Instructions for the task → Switch "per-instance" to "single-point" throughout the lines below and leave everything else unchanged.
-- START OF Supplied records --
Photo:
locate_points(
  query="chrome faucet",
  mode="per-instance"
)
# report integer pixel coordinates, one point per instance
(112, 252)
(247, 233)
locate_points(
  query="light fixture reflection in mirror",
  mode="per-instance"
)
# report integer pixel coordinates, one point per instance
-- END OF Supplied records --
Answer to this problem →
Photo:
locate_points(
  query="chrome faucet",
  mode="single-point"
)
# report integer pixel coordinates, one point per instance
(112, 252)
(247, 233)
locate_points(
  query="light fixture reflection in mirror",
  mode="single-point"
)
# report integer pixel coordinates, one point per instance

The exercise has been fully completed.